_What is required_: Select each line of the records below that contains the word "countertop", and copy those lines.

## start

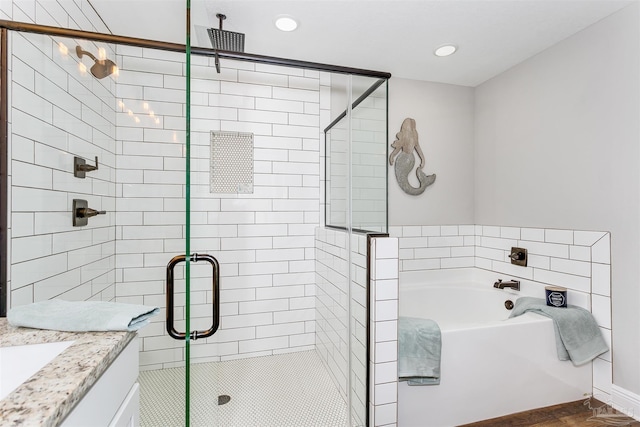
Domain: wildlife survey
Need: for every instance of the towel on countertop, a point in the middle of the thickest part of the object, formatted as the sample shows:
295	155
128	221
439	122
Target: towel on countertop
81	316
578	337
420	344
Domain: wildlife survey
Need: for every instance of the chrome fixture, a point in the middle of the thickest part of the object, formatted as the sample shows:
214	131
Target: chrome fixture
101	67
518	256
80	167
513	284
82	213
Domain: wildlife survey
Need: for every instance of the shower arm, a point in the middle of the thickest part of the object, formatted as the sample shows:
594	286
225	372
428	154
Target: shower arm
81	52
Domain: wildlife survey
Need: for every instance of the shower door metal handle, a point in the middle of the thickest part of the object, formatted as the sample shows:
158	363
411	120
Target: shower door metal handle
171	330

## end
## start

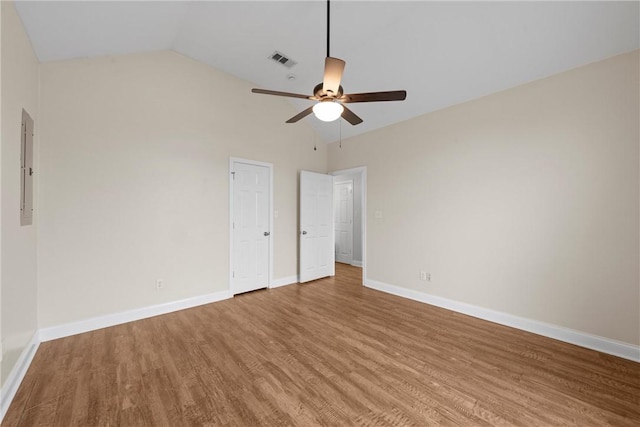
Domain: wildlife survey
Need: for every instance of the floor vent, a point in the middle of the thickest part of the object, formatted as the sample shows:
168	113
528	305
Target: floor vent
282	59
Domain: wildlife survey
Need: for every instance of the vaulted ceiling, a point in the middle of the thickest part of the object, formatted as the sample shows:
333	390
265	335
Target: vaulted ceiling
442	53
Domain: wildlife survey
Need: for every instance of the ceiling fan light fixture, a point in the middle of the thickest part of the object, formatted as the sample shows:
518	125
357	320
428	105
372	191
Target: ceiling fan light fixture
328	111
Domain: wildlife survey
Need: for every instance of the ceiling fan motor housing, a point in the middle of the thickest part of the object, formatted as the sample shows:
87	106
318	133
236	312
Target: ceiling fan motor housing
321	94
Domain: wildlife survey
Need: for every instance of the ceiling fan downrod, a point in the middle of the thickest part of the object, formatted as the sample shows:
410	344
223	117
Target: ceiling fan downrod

## end

_Answer for the task_:
Need: for every instance of the towel on countertop, a point in the middle of the thickest part of the object, formatted as the sample shows:
Target: towel on countertop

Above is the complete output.